• [Given exercise]:
Convert the lines into a JSON list of strings, one string per line with blank lines left out, starting with the line that contains "[spot] the black" and going on through the last line.

• [Exercise materials]:
==*==

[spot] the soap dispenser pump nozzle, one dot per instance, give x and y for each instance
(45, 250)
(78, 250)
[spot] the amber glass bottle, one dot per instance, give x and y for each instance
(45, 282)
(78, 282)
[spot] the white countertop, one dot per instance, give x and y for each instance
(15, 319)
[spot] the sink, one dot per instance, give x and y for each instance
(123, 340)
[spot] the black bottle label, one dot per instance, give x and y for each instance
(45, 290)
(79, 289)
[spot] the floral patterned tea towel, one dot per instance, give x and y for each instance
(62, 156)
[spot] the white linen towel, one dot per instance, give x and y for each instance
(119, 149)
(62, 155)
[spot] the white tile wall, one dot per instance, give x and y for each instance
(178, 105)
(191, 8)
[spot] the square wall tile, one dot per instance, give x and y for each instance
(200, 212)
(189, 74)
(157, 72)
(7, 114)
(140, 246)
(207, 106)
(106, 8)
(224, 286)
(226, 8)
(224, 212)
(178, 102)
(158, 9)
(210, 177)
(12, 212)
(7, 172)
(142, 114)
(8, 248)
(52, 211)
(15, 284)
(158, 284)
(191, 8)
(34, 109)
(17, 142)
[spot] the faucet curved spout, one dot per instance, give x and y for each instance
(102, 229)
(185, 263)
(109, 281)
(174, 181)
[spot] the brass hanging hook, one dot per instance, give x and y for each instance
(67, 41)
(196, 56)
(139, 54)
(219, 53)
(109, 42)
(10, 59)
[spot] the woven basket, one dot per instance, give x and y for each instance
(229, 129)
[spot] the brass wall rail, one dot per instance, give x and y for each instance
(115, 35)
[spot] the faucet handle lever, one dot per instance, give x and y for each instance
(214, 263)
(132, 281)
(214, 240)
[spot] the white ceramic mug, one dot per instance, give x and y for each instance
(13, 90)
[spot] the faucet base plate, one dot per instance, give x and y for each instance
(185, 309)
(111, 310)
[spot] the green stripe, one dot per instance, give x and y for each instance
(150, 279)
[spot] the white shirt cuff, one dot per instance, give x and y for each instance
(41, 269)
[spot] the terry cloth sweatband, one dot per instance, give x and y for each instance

==*==

• [Response to this exercise]:
[
  "[spot] the black bottle label, one dot per instance, give x and y for each instance",
  "(45, 290)",
  "(79, 289)",
  "[spot] the floral patterned tea towel, one dot per instance, give x and y for each instance",
  "(62, 156)",
  "[spot] the white linen towel, one dot per instance, give x and y for each instance",
  "(119, 149)",
  "(62, 155)",
  "[spot] the white tile wall, one dot per instance, give x and y for each instance",
  "(178, 105)",
  "(191, 8)",
  "[spot] the square wall tile, one dot per instance, give x and y for each instance",
  "(200, 212)",
  "(189, 74)",
  "(157, 72)",
  "(7, 114)",
  "(140, 246)",
  "(207, 106)",
  "(106, 8)",
  "(224, 286)",
  "(226, 8)",
  "(224, 212)",
  "(178, 102)",
  "(158, 9)",
  "(210, 177)",
  "(12, 212)",
  "(7, 172)",
  "(142, 114)",
  "(8, 248)",
  "(52, 211)",
  "(15, 284)",
  "(158, 284)",
  "(191, 8)",
  "(34, 109)",
  "(17, 142)",
  "[spot] the faucet curved spout, one dot per instance, give x and y for each instance",
  "(102, 229)",
  "(185, 263)",
  "(109, 281)",
  "(174, 181)",
  "[spot] the brass hanging hook, one dot per instance, give x and y for each instance",
  "(67, 41)",
  "(196, 56)",
  "(139, 54)",
  "(219, 53)",
  "(109, 42)",
  "(10, 59)",
  "[spot] the woven basket, one dot per instance, give x and y for each instance",
  "(229, 129)",
  "[spot] the brass wall rail, one dot per instance, give x and y for each instance",
  "(115, 35)",
  "[spot] the faucet handle lever, one dot per instance, give x and y for each instance",
  "(214, 263)",
  "(132, 281)",
  "(214, 240)",
  "[spot] the white ceramic mug, one dot per instance, give x and y for each instance",
  "(13, 90)",
  "[spot] the faucet base plate, one dot per instance, give x and y for each instance",
  "(185, 309)",
  "(111, 310)",
  "[spot] the green stripe, one dot per instance, give x and y for each instance",
  "(150, 279)",
  "[spot] the white shirt cuff, one dot per instance, give x and y for each instance",
  "(41, 269)",
  "[spot] the terry cloth sweatband, one dot per instance, give x and y for each instance"
]